» Requirement
Count the lines in the material below that contain the string "slope", treating uppercase and lowercase as different, and reply with the number alone.
_ _ _ _
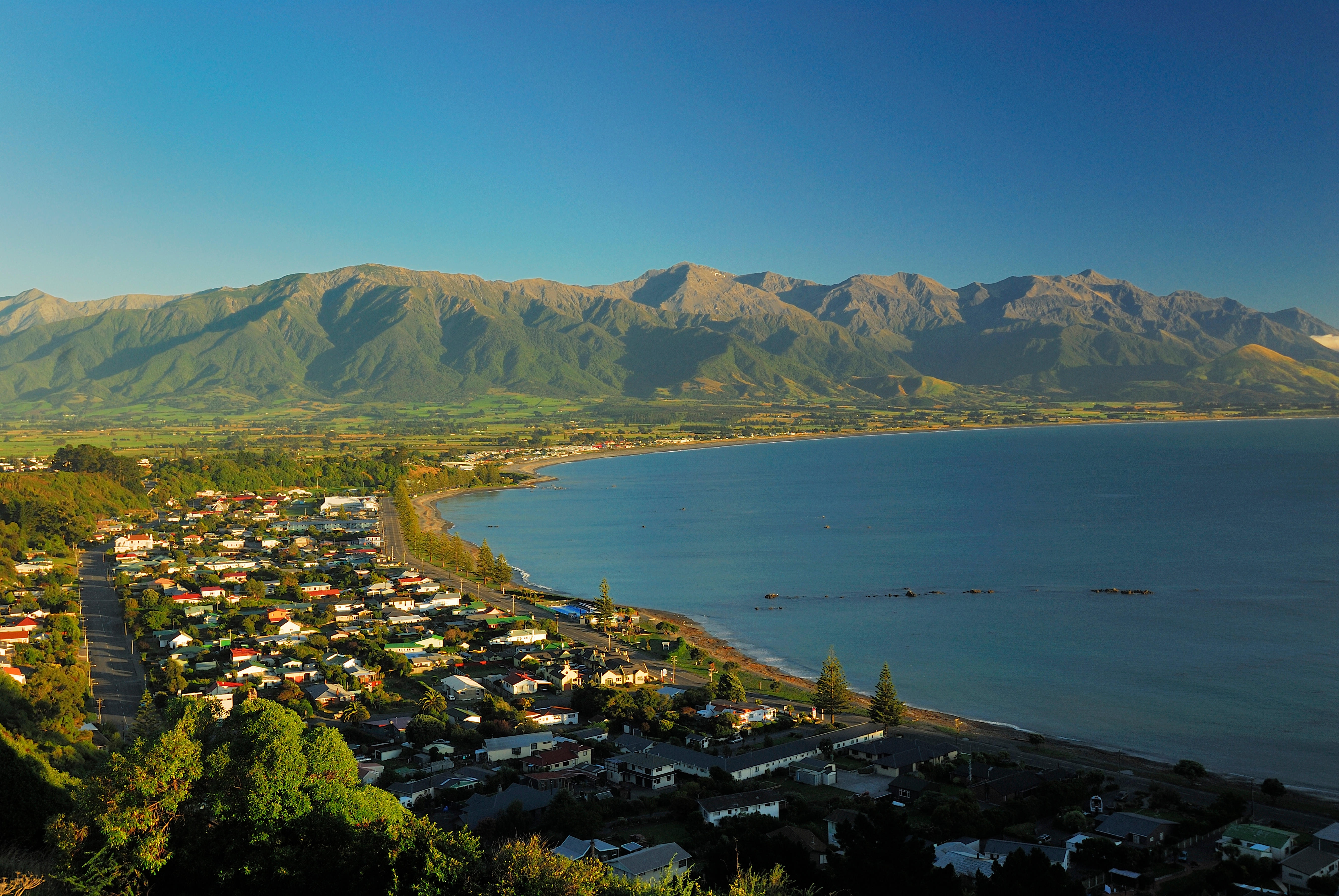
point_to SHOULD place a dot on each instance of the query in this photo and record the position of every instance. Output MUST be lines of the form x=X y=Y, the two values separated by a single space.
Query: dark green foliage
x=831 y=692
x=730 y=689
x=425 y=729
x=1190 y=769
x=886 y=708
x=1029 y=875
x=883 y=856
x=90 y=459
x=53 y=509
x=33 y=791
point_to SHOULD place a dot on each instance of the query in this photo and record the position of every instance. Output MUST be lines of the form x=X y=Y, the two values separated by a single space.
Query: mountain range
x=373 y=333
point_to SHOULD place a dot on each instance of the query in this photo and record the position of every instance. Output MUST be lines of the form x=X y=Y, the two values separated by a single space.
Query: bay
x=1234 y=661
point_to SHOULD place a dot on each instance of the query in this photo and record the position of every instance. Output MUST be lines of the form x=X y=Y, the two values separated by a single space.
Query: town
x=591 y=731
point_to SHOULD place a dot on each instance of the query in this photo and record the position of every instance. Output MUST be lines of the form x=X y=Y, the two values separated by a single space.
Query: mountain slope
x=374 y=333
x=1259 y=370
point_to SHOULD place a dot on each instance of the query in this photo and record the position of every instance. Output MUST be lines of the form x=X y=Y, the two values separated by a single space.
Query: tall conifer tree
x=886 y=708
x=832 y=694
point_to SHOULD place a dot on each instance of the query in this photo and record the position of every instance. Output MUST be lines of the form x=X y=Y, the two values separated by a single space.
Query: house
x=904 y=756
x=576 y=850
x=1327 y=839
x=558 y=759
x=742 y=712
x=329 y=694
x=521 y=637
x=516 y=747
x=1257 y=840
x=804 y=840
x=562 y=677
x=459 y=687
x=136 y=543
x=839 y=817
x=755 y=803
x=756 y=763
x=1001 y=850
x=1301 y=867
x=1136 y=830
x=480 y=807
x=520 y=684
x=553 y=716
x=653 y=863
x=816 y=772
x=642 y=771
x=907 y=788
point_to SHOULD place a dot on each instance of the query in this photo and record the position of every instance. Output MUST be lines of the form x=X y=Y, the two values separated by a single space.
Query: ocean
x=1232 y=661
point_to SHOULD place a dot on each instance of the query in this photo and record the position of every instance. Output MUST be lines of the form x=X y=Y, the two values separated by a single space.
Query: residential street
x=396 y=547
x=117 y=674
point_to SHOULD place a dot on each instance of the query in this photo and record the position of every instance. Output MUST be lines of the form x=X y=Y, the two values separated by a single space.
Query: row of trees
x=450 y=551
x=832 y=693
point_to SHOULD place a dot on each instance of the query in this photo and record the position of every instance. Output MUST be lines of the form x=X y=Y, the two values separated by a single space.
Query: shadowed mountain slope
x=390 y=334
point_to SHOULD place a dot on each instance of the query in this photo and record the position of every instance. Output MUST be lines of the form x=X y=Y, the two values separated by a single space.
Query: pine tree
x=886 y=708
x=148 y=722
x=730 y=689
x=604 y=607
x=485 y=562
x=832 y=694
x=501 y=572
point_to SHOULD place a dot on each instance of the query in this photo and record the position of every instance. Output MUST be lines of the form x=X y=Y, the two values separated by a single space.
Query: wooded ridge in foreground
x=373 y=333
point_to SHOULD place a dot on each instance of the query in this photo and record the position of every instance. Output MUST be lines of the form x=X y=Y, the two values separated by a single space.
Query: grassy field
x=501 y=418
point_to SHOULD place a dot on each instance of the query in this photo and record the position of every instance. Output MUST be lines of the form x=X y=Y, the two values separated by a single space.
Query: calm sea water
x=1232 y=661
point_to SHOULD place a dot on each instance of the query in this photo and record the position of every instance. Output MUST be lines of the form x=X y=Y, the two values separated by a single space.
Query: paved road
x=398 y=551
x=117 y=673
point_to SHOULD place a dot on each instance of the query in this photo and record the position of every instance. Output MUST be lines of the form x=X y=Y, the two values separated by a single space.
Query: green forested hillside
x=390 y=335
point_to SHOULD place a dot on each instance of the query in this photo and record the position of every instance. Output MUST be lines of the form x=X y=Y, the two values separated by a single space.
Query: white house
x=742 y=712
x=516 y=747
x=653 y=865
x=129 y=544
x=1301 y=867
x=755 y=803
x=520 y=684
x=461 y=687
x=520 y=637
x=351 y=504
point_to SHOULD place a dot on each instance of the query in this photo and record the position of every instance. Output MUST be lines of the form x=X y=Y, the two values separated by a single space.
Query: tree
x=501 y=572
x=357 y=713
x=604 y=607
x=832 y=693
x=886 y=708
x=485 y=562
x=1029 y=875
x=148 y=724
x=425 y=729
x=118 y=836
x=730 y=689
x=433 y=701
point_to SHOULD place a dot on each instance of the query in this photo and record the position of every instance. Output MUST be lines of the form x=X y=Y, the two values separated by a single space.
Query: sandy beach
x=990 y=736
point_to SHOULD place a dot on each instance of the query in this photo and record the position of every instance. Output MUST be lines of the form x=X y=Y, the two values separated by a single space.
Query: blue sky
x=181 y=147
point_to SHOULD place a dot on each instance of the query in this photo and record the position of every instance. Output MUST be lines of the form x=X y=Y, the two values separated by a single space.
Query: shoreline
x=1057 y=747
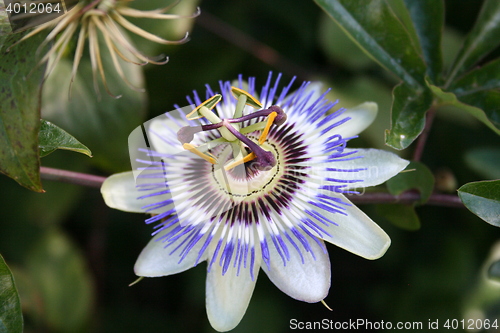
_ _ _ _
» The answer
2